• GIVEN INSTRUCTION: Count the lines in the records below that contain the string "shorts", matching case exactly, and reply with only that number.

• EXTRACTED RECORDS:
══════════
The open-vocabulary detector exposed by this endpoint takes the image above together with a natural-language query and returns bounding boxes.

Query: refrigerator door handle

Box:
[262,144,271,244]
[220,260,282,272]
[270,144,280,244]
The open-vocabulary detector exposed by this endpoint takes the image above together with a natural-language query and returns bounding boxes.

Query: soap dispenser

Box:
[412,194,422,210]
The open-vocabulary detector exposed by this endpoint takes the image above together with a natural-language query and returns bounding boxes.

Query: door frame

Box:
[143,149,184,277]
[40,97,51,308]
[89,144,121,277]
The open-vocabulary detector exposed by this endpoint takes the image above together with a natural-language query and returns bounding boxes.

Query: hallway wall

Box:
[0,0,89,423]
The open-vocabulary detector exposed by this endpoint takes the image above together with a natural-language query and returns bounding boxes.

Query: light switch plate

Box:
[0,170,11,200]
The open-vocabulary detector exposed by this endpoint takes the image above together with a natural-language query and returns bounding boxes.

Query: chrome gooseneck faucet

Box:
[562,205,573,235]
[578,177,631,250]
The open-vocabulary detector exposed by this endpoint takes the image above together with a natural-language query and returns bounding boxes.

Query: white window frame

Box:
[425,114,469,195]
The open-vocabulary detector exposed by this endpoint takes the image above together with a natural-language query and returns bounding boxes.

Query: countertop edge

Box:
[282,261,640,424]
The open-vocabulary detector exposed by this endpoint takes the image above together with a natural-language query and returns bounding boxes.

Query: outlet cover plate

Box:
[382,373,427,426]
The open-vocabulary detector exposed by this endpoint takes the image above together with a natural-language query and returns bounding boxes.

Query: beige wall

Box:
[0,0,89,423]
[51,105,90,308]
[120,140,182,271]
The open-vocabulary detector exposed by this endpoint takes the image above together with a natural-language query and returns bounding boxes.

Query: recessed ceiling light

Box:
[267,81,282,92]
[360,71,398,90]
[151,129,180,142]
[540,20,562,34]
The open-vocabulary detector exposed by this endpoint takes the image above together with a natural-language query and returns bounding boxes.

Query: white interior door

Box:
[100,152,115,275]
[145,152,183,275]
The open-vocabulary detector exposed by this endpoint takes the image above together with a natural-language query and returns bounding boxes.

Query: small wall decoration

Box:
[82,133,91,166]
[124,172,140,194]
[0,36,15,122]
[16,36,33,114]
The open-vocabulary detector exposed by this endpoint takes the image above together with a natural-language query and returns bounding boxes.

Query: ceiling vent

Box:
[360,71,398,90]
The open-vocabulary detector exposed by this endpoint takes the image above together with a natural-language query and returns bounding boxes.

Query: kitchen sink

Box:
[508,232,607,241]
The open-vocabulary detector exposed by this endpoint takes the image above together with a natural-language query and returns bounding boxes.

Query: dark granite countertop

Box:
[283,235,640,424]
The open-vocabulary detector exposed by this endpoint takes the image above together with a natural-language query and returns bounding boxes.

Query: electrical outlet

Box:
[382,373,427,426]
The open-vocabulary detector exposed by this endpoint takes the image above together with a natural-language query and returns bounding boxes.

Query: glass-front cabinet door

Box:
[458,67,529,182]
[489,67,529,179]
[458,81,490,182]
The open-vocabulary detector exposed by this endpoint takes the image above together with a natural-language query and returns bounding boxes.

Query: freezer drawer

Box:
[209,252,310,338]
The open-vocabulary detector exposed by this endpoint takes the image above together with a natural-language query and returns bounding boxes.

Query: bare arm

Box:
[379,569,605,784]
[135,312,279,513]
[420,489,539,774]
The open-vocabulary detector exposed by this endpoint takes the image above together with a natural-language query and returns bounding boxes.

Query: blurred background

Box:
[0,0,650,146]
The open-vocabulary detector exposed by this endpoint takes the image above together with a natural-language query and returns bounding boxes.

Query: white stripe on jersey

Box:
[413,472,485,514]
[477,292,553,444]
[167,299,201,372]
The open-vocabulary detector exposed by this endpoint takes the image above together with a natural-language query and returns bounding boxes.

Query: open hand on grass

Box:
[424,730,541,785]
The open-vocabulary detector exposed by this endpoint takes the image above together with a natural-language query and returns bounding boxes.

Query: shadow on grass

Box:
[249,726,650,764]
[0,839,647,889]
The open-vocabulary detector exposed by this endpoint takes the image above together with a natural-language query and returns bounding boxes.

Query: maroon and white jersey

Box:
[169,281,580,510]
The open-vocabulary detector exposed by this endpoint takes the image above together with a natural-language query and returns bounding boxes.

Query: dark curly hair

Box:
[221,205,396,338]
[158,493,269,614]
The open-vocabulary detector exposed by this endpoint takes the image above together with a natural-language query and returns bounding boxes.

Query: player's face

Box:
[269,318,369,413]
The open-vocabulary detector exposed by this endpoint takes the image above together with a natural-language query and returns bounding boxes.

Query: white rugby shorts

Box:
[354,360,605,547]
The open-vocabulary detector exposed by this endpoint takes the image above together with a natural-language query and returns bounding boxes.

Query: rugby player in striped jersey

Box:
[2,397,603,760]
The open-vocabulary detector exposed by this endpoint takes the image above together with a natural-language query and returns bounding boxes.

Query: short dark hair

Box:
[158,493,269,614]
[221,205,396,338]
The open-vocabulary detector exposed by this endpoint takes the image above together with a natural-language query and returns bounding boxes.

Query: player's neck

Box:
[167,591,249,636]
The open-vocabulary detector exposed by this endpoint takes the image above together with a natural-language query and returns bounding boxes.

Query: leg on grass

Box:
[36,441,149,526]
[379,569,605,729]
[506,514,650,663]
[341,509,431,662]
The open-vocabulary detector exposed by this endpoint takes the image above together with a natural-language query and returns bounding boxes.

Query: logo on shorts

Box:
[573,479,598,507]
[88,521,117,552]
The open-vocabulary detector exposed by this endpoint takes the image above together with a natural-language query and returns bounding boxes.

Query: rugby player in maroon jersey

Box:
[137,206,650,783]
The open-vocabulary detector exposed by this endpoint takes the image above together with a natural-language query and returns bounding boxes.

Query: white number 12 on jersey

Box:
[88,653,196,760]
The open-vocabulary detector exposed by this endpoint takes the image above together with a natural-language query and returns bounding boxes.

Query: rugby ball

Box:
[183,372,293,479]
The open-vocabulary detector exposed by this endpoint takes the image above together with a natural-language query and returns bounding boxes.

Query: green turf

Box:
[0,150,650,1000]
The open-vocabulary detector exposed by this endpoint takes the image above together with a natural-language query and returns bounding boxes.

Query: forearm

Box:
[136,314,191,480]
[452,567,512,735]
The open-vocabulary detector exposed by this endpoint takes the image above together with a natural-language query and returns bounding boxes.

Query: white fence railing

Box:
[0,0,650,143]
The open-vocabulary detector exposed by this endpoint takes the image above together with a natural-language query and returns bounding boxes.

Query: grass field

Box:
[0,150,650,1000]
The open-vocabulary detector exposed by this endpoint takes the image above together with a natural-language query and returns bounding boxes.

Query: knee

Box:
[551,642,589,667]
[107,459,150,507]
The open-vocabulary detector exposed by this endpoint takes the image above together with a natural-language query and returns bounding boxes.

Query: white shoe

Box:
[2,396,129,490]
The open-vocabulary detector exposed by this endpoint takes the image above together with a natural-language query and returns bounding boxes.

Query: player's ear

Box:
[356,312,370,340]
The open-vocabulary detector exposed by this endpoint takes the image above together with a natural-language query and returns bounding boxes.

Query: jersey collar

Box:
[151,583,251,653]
══════════
• RESPONSE TO THE TASK: 2